* [Your goal] Lines from the line with "Target: horizon line" to the line with "Target: sea foam" in the entries below, and only those, must be output exactly, with both ends included.

** Opening The data block **

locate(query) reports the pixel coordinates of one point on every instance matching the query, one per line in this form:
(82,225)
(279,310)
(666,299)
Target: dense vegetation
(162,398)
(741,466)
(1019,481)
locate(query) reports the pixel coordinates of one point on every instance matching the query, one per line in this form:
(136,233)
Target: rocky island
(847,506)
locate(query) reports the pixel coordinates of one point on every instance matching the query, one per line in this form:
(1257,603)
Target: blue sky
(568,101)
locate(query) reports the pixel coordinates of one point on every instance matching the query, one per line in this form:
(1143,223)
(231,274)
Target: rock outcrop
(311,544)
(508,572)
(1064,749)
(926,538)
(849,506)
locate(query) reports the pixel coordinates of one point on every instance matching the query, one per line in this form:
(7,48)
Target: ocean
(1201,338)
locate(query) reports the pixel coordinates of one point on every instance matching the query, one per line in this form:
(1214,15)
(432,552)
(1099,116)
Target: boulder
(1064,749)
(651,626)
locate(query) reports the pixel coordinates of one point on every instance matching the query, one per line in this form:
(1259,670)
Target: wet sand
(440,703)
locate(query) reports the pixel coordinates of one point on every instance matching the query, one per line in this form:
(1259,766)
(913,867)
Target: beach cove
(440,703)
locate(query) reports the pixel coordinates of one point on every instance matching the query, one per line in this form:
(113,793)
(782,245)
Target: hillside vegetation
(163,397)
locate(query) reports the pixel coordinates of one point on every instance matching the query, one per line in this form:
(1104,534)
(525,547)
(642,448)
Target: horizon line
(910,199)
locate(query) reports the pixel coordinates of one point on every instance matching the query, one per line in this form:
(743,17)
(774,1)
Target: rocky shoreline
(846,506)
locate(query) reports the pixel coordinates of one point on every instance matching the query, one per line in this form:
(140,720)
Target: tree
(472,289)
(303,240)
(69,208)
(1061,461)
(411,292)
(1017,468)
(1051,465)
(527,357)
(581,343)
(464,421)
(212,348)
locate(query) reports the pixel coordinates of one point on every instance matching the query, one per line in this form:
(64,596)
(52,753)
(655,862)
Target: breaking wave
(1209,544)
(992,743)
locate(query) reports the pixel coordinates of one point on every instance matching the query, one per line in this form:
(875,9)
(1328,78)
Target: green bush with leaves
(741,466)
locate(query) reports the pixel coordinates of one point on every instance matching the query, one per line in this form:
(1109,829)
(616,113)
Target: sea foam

** Closing The data block **
** Opening The data block **

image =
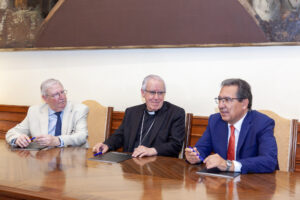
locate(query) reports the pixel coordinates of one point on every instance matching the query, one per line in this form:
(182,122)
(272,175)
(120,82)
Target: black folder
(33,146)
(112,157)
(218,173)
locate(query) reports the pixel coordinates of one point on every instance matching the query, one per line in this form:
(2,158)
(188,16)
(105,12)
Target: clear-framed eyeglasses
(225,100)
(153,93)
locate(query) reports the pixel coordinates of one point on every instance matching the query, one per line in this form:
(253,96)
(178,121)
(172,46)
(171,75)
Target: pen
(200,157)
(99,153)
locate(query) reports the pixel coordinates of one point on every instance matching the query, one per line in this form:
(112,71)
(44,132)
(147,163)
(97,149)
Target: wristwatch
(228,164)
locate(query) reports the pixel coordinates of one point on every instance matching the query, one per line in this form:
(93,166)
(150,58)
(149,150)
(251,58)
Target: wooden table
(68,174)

** Closing The data block **
** Opening The data block **

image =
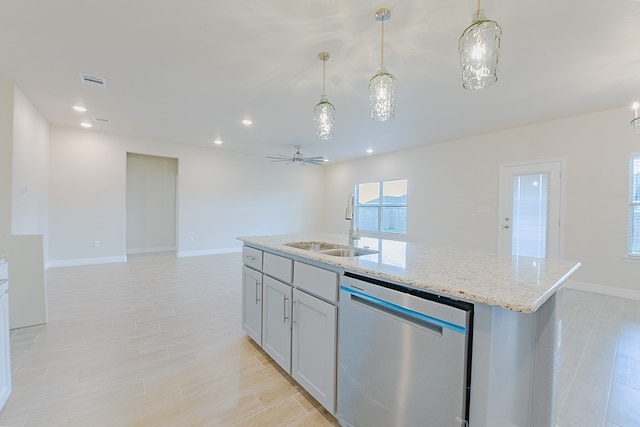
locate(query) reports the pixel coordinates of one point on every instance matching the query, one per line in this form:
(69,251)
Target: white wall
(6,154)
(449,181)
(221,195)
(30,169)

** Closing The data block **

* [Answer space]
Target: horizon line
(910,199)
locate(query) reports the pixel coordinates of one point on every instance matching the query, one per line in this form:
(743,17)
(774,1)
Target: rocky shoreline
(846,506)
locate(query) reports the pixel coordinates of one point on every instance matching the query, one per line in this form:
(140,720)
Target: tree
(472,289)
(303,240)
(69,208)
(1061,461)
(411,292)
(1017,468)
(1051,465)
(527,357)
(581,343)
(464,421)
(212,348)
locate(query) reports the pixel coordinates of one point on every instance matching the query, one per line in this form:
(64,596)
(52,753)
(655,862)
Target: breaking wave
(1209,544)
(992,743)
locate(query) reports the pixel coordinates of one point on every instance matching the query, one per line in this form:
(875,9)
(1328,78)
Target: green bush with leaves
(741,466)
locate(query) reports the pixel coordinates of one point on every instance matching the query, one per line in this form:
(1109,829)
(616,113)
Target: sea foam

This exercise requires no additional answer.